Dataset entries:
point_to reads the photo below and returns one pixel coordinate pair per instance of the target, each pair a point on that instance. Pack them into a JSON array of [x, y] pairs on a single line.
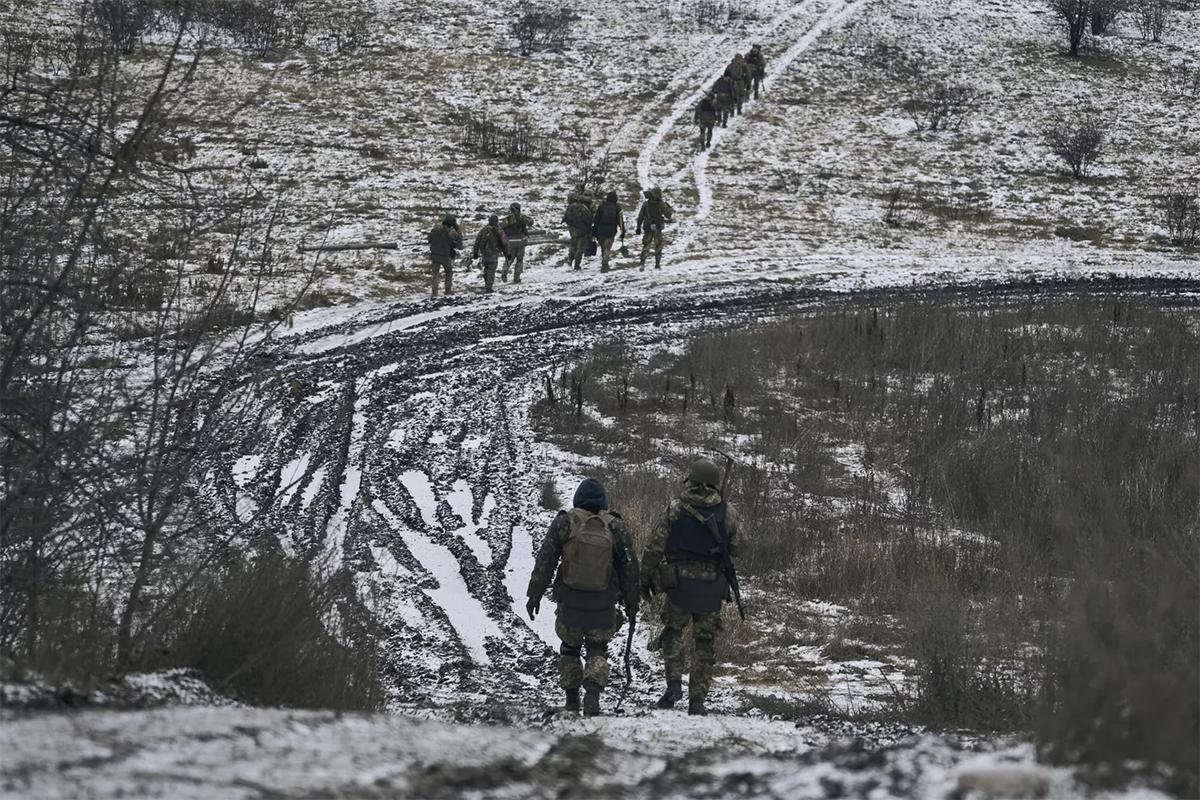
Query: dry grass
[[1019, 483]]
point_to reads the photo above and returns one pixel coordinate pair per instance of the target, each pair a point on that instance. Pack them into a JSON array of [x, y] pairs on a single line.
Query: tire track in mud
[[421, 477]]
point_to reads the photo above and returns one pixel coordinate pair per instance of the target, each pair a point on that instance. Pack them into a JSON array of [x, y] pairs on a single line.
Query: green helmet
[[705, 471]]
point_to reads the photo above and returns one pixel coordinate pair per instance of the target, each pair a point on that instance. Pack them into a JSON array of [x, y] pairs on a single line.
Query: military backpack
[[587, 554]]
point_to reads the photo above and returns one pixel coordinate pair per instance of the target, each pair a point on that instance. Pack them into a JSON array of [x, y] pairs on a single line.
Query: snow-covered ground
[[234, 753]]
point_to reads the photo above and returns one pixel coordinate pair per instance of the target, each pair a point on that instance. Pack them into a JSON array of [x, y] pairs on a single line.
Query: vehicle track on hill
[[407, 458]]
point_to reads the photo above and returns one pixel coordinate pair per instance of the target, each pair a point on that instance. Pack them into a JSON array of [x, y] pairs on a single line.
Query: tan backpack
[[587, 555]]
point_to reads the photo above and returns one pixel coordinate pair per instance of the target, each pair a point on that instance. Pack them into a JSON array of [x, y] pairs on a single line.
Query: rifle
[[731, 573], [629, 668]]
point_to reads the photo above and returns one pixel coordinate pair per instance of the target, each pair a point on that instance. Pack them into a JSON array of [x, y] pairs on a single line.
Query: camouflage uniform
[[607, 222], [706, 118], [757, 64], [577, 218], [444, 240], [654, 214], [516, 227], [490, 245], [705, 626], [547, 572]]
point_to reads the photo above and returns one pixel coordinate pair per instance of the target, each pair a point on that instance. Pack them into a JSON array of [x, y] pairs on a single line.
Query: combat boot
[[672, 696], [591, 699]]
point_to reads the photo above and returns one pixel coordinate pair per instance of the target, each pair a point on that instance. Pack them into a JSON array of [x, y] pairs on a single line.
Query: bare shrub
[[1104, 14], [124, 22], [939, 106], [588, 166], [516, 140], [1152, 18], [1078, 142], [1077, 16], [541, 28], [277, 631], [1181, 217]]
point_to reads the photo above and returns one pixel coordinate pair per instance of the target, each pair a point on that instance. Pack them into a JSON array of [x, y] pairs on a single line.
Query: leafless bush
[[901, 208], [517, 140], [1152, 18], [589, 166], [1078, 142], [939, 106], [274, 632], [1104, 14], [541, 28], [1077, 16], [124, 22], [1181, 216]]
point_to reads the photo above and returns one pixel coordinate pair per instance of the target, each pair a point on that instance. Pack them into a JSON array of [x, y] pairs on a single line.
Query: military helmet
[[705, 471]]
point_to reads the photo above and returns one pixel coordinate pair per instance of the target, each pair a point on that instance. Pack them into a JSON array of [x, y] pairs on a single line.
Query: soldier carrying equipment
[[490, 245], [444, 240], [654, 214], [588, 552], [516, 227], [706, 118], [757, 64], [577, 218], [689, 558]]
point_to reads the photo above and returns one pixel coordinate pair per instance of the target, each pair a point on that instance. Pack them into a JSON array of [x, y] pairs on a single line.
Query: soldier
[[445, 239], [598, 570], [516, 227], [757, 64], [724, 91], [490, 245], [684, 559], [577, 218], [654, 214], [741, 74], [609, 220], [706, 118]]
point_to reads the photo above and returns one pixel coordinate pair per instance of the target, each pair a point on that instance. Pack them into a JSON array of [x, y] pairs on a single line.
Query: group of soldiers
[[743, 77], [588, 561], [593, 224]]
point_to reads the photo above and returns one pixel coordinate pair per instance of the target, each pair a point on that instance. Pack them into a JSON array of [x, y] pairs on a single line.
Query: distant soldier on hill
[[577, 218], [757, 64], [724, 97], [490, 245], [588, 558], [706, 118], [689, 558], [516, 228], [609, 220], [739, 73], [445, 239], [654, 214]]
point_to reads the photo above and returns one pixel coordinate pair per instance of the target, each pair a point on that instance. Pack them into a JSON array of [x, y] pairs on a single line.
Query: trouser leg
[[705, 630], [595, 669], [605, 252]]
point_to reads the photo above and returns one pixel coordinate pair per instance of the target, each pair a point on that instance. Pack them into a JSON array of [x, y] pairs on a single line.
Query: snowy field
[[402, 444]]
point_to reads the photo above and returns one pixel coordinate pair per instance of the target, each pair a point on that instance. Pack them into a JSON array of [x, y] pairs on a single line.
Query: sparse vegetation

▸ Work required: Copy every line above word for word, leaving out the pictures.

▸ Output of the exercise:
point_to reads the photo below and returns one pixel coordinate pair per instance of the target, each pair a point on that instance. Pack them into a JSON array of [x, y] pairs on a single line.
Query: dry grass
[[1019, 483]]
point_to reads the photo above and returns one pixel coordinate pair per instance of the target, each pair a point on that instance. Pack them into a JSON array of [x, y] pairs on a single line.
Query: tire track in mud
[[421, 477]]
point_to reads the photo above and returns one pixel coordinate pair per instance of the target, each pair a point on that instance. Pack them into a JSON array of [x, y] pairs on a single line.
Query: green helmet
[[705, 471]]
point_to reads the photo above and returns one pixel coordinate pair per instance of the target, each pair a point on that instance. Pack them into a JSON array of [x, y] pairs on a single line.
Query: military backpack
[[587, 554]]
point_to reads the photo above and returns one pixel coordinate pair per instance of the target, each pair a point on that instance. Pack them into a JSON array of [x, y] pairs on a single line.
Query: snow-covered ground
[[234, 753]]
point_to reads the photo above and returns one pixel coordinate pair per instance of the target, each pair a point on that instance. Pack them into a JSON array of [x, y] pairs on a single line.
Query: vehicle track on hill
[[407, 458]]
point_to reads the photo above and returns one pixel coordinate pair per instance of the target, each pair a point on that instance. Pack them into a JSON array of [x, y] pairs on a single line.
Query: tan backpack
[[587, 555]]
point_to reads the photo above and returns one pixel coordinate pair per instance of the target, each pair a point on that instance. Pack them into a JSON array of [x, y] pairs on a single line.
Query: rifle
[[731, 573], [629, 668]]
point_to reads the photo above and returns one pixel coordinate pair per instance of the target, each pair a point on that instance. Pack them into a JSON array of [x, y] pairs on a single line.
Query: camouflage uniform
[[607, 222], [706, 118], [757, 64], [577, 218], [444, 240], [654, 214], [516, 227], [490, 245], [705, 626], [547, 572]]
point_to reads the photo above and returns one pixel coordinate pair per instance of the target, each pair a point on that instance. Pack them into a JSON array of [x, y] pairs on a single line.
Query: combat boot
[[672, 696], [591, 699]]
point_to reads the photo above and returns one pixel coordinate pair per instance of the target, each pair a point on that instance. Pack them into a JSON array of [x, y] pairs on a single line.
Query: bare shrub
[[1104, 14], [124, 22], [939, 106], [588, 166], [516, 140], [1152, 18], [1078, 142], [1077, 16], [541, 28], [277, 631], [1181, 217]]
point_to reads the photo above and returns one pixel coordinate pair per instance of the target, each pair a point on that instance. Pack them into a JSON array of [x, y] pairs on a single line.
Query: leafless bush
[[901, 208], [517, 140], [1152, 18], [589, 166], [1078, 142], [939, 106], [274, 632], [1104, 14], [541, 28], [1077, 16], [124, 22], [1181, 216]]
point_to reads the photo above and returns one pixel coordinate pair per instance of the target, each pair a point on that instance. Pack them into a JSON array of [x, y] pairs on a single line.
Query: military helmet
[[705, 471]]
point_to reads the photo above and returns one pixel coordinate pair per instance of the target, each pair a point on that instance. Pack them into a JSON array of [x, y] pairs on a single line.
Query: soldier carrying equipment
[[490, 245], [444, 240], [654, 214], [588, 552], [516, 227], [706, 118], [757, 64], [577, 218], [689, 558]]
point_to reads the photo above and returns one pixel coordinate pair per instance of the target, each pair a point on that instance. Pack them into a JSON array of [x, y] pairs on a single line.
Query: soldier
[[445, 239], [598, 570], [516, 227], [757, 64], [724, 91], [490, 245], [684, 559], [577, 218], [654, 214], [741, 74], [609, 220], [706, 118]]
point_to reads the photo above and returns one pixel coordinate pair per instance of the target, each pair a point on that instance. Pack them into a JSON array of [x, y] pairs on a single line.
Query: group of soldiers
[[743, 77], [588, 561], [593, 224]]
point_to reads the photo above and returns one pixel coordinate pair per instance of the target, each pair a point on that instance. Pack them into a JSON array of [x, y] pairs on a single line.
Query: distant soldier on hill
[[577, 218], [757, 64], [724, 97], [490, 245], [588, 558], [706, 118], [689, 558], [516, 228], [609, 220], [739, 73], [445, 239], [654, 214]]
point_to reads the photo above and returns one pixel coordinate pair per instance of the target, each pair a point on that instance. Pack them into a JSON array of [x, y] pairs on a single line.
Query: trouser leg
[[705, 630], [595, 669], [605, 252]]
point_to reads the photo above and returns one pixel coordinate pair per instance of the target, each pair a point on that instance. Pack them into a JSON array of [x, y] pairs on a single line.
Query: snowy field
[[402, 444]]
point_to reads the photo above and returns one pixel coordinate pair per instance of the target, each pair a point on that instance. Pack them into a JSON array of [x, y] pairs on a single line.
Query: sparse vegetation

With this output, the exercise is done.